*** FRAGMENTO DEL DOCUMENTO ***

El flujo inclemente de productos culturales sobrepasa las horas que cualquier persona pudiera dedicar a organizarlos. Atravesamos una época de incontinencia. Quien se imaginó poeta en la adolescencia saca sus originales del cajón y los entrega a un editor que no tiene reparos en reproducirlos por miles. La sensación de asfixia es permanente. Así con novelas, obras de teatro y libros que persiguen denominaciones anfibias pero cuya patria no es la insolencia ni la radicalidad, sino el desparpajo y la afasia embutida con palabras huecas. Esto por lo que hace al formato impreso. A su lado habitan los infinitos contenidos multimedia que fluyen con la velocidad de una hemorragia de vena mayor y no hay cómo detenerlos. Cualquier astuto se inscribe a un curso de del software al uso e inicia una secuencia de “poemas visuales”, “intervenciones”, “apropiaciones”. La democratización de la producción cultural no ha creado un desconcierto significativo, pero se podría entrar con facilidad a un periodo de confusión generalizado, en donde sólo es visible aquello que recibe difusión a través de espacios pagados en medios de comunicación hegemónicos.

*** REGISTROS ***

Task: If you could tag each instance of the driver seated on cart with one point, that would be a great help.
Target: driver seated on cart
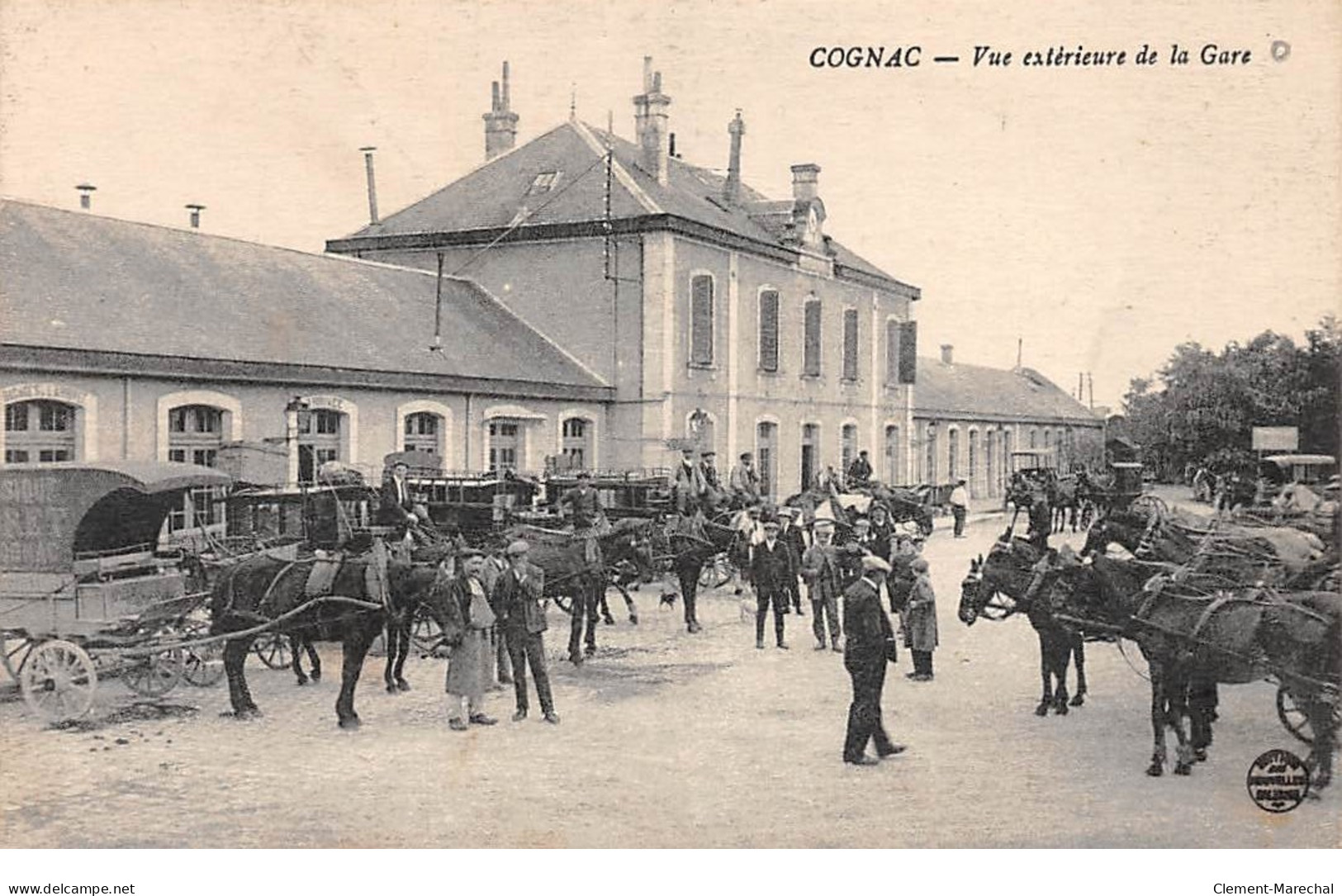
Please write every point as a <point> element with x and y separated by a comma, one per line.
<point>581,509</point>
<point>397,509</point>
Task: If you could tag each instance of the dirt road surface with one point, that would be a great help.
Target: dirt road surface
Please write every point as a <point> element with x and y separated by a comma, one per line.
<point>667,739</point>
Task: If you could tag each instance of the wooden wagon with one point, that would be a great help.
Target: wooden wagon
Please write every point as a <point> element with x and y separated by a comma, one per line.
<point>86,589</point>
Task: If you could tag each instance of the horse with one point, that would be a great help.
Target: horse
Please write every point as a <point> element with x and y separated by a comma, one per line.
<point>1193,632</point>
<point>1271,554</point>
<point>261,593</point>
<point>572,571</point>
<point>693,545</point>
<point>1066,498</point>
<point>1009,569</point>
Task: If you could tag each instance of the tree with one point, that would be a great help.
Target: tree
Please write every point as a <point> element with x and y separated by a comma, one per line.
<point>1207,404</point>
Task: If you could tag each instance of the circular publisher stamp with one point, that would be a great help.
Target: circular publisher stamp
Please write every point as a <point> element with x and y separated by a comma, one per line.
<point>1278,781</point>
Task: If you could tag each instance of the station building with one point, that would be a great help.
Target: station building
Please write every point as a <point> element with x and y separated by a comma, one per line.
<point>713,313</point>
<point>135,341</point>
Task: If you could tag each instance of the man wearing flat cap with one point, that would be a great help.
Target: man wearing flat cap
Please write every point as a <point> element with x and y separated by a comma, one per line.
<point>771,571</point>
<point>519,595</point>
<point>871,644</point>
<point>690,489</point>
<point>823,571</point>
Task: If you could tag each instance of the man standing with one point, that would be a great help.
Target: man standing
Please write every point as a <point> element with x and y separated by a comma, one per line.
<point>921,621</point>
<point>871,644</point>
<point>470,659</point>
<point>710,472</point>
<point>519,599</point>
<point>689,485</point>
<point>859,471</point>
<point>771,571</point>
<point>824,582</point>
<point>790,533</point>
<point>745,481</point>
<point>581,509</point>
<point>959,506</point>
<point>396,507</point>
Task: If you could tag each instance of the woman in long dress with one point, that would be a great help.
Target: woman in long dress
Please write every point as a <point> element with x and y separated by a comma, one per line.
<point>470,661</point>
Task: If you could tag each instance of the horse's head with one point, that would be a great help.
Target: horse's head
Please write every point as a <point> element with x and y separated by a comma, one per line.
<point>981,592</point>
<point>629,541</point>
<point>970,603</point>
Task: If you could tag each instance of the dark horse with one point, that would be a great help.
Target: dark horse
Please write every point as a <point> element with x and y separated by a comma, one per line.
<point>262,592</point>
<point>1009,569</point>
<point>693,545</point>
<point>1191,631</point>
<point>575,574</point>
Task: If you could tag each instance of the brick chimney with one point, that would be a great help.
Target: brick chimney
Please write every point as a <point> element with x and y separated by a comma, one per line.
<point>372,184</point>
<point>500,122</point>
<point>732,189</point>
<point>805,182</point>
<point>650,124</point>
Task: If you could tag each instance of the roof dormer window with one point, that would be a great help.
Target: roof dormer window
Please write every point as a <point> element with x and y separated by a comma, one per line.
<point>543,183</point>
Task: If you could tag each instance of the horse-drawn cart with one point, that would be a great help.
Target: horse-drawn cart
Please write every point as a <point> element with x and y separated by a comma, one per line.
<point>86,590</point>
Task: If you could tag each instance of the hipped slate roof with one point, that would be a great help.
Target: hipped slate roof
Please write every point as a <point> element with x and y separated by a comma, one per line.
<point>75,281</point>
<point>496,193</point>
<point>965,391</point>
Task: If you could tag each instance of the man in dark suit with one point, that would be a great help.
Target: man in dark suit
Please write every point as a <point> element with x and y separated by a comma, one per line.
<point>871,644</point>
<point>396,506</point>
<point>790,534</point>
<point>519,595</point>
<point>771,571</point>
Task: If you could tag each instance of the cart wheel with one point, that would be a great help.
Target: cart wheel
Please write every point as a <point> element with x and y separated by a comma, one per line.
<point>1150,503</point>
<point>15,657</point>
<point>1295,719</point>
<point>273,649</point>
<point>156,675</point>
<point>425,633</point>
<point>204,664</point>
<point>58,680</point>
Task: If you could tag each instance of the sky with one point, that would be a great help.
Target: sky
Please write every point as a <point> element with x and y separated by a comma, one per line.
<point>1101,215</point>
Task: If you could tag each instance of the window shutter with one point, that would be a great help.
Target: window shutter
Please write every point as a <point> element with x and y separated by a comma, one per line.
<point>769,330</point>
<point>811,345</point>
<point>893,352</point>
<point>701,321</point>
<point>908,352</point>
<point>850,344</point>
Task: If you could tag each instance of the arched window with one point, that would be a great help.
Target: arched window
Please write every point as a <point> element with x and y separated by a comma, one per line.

***
*** REGISTROS ***

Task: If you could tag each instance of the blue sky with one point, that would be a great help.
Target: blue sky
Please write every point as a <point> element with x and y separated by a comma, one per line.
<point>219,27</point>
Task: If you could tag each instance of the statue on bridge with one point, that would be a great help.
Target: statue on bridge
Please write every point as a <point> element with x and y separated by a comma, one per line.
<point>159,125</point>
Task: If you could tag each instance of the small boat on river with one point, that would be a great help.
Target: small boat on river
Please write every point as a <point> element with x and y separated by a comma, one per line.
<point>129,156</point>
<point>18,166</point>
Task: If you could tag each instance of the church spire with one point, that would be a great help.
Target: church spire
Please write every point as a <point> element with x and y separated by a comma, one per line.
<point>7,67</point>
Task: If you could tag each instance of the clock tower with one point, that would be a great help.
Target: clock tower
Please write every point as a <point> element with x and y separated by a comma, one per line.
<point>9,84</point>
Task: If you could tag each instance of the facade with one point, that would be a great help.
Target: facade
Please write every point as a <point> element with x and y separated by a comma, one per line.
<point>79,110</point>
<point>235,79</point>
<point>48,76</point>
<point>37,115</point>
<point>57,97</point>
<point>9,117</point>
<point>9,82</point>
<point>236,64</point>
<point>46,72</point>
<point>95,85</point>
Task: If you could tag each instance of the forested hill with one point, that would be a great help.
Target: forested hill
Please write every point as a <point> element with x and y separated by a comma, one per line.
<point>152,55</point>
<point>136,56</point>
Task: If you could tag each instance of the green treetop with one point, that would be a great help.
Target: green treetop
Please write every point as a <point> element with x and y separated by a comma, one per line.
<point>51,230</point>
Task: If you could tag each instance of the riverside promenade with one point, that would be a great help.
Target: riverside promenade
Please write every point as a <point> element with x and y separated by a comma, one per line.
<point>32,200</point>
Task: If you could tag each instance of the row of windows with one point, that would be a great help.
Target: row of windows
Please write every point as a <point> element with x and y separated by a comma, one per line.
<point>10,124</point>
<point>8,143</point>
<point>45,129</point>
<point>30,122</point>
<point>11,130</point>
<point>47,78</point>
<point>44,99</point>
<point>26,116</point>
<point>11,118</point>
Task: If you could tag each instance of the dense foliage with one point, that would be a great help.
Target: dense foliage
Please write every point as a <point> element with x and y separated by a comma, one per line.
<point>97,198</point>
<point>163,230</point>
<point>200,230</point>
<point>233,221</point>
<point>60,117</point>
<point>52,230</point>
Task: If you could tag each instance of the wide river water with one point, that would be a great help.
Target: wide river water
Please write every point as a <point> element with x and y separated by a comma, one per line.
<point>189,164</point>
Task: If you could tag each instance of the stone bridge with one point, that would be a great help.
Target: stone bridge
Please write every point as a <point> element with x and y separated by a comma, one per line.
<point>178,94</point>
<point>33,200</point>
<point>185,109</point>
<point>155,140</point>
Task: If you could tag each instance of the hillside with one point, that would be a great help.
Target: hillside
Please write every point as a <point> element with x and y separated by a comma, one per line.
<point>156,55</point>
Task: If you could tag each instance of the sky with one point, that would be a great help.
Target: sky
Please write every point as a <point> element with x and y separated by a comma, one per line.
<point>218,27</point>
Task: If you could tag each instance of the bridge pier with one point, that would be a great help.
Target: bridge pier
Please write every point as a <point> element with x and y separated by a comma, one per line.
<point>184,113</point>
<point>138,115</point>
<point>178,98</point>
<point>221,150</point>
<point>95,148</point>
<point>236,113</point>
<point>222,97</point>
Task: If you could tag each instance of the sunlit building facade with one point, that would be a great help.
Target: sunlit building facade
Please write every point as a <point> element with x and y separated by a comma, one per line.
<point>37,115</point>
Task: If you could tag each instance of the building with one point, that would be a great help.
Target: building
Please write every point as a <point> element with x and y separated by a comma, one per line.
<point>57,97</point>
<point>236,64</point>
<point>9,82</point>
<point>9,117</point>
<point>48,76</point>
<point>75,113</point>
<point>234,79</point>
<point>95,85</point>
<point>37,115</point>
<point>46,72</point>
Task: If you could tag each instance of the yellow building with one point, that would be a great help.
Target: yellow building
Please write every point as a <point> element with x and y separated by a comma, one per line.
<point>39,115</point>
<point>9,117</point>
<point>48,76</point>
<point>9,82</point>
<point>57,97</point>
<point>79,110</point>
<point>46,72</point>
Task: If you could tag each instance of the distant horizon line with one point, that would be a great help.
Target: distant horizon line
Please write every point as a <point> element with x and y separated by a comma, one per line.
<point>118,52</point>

***

CONSIGNA
¿Podrías proseguir el texto sobre la saturación de productos culturales a partir de su última oración?

RESPUESTA FINAL
Organizar, por tanto, es una labor perentoria. Aquí el crítico –y esto no queda limitado al crítico literario– tiene una geografía al frente para extender los brazos y ordenar un paisaje con una forma determinada. Las modalidades de ejercer la crítica no pueden quedar como privilegio de unos cuantos y resulta necesario que las nuevas generaciones se arremanguen para saltar al ruedo sin reparos. Pensar la literatura es una asignatura pendiente del escritor y no sólo crear vendavales y agitaciones con las obras. No hace falta ser un crítico incendiario para ser escuchado, además. El olor a gasolina repele a sensibilidades más tersas. Su proximidad trae consigo peligro de incendio. Quemarse es más fácil que entregarse a las comodidades de la desidia, por otra parte.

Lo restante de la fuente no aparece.